Assignment
Nothing in the records should change; write them all out exactly.

Supplied material

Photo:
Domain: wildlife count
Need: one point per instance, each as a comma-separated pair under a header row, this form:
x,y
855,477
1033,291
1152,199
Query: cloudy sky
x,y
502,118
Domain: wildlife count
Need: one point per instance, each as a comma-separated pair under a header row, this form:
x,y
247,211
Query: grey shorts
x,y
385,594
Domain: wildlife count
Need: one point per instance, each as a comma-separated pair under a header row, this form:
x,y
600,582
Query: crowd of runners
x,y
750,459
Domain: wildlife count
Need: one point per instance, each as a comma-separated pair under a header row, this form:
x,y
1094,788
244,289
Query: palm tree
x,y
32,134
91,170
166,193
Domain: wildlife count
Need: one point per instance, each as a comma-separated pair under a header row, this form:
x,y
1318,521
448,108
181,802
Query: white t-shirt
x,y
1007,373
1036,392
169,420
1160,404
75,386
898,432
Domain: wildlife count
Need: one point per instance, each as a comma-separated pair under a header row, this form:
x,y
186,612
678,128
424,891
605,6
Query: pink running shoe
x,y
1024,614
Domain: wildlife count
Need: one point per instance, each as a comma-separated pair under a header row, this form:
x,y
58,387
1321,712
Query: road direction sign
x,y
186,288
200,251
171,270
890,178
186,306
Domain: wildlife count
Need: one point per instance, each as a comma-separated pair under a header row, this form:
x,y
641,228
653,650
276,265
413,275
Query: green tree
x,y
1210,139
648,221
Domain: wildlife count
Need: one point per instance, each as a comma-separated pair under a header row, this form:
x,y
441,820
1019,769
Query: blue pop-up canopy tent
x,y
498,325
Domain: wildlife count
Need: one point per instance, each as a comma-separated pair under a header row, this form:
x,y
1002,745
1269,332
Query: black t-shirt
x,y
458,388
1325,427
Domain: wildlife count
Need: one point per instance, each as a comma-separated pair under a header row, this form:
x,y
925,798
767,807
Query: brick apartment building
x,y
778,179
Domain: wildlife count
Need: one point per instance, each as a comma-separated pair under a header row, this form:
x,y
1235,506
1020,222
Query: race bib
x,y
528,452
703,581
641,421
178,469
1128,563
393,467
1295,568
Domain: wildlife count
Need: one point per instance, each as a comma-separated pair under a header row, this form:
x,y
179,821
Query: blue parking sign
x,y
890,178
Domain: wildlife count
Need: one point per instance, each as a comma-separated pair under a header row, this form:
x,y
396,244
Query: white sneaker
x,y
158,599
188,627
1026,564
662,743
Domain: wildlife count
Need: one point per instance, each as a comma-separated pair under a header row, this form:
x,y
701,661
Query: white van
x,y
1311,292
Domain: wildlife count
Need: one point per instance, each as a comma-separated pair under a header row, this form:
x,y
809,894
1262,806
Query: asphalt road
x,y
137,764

Answer section
Photo:
Domain: wildlife count
Need: one point per instance, each as a comma-separated pair under a header row, this form:
x,y
855,477
1033,291
1152,199
Query: cloudy sky
x,y
502,118
Domain: wildlife count
Need: one point per instance, each as a comma-separated pair under a header row, this form:
x,y
247,211
Query: grey shorts
x,y
385,594
Domain: wildlife count
Need: one point per instance, each as a comma-separated pair under a header row, this form:
x,y
600,582
Query: crowd of runners
x,y
750,459
Domain: wildlife count
Need: one point per instance, each as a comma-separated pair under a header row, this form:
x,y
1094,788
244,289
Query: palm tree
x,y
32,134
91,170
166,193
Domain: wildlife count
Need: one point per instance, each as a comma-separated pair under a header row, this form:
x,y
1318,521
448,108
181,802
Query: white t-shirt
x,y
1007,373
1036,392
169,420
1160,404
75,386
898,432
Domain: wildlife count
Need: one point per instance, each as a comma-separated pair under a header row, this form:
x,y
186,612
678,128
424,891
605,6
Query: pink running shoe
x,y
1024,614
Domain: wildlife count
Need: one point per instance, each as a comma-separated pair under a header row, this form:
x,y
58,387
1321,712
Query: road direction sign
x,y
186,288
200,251
171,270
890,178
186,306
Domain: wildlife count
Need: one point per instance, each as a comma-separated pair under a header row, this form:
x,y
641,228
653,650
276,265
413,275
Query: green tree
x,y
1210,139
648,221
Domain: wildlife count
Need: one point per instance, each as a comma-separated pair under a header row, this form:
x,y
441,820
1019,769
Query: blue pop-up canopy tent
x,y
498,325
Domain: wildlife count
Need: one point per instance, each as a comma-separated pair under a header row, this form:
x,y
1002,745
1269,332
Query: black t-shirt
x,y
458,388
1325,427
Domain: wildlife count
Need: one point per instance, each as a comma-separated pair under a header row, this form:
x,y
925,798
767,807
Query: brick apartment building
x,y
778,179
Domain: wildlife count
Need: one point per instance, each as a comma-separated pair under a header row, this form:
x,y
1235,506
1020,222
Query: race bib
x,y
528,452
703,581
641,421
178,469
1128,563
393,467
1295,568
Domain: wildlife count
Need: one point per instance, each as a comma-separated pair under a header row, this form:
x,y
179,821
Query: blue parking sign
x,y
890,178
Domain: wildlife count
Need: one point per instance, each as a comma-separated pair under a header row, this form:
x,y
396,244
Query: white sneaker
x,y
158,599
188,627
1026,564
662,743
Domain: wildlife count
Need: one point per instance, each as a comma-separated pair under a header row, this form:
x,y
701,661
Query: white van
x,y
1311,292
Domain: wildlife count
Need: one point per instance, each as a comma-separated pair under a header row, this form:
x,y
809,894
1262,806
Query: asphalt road
x,y
137,764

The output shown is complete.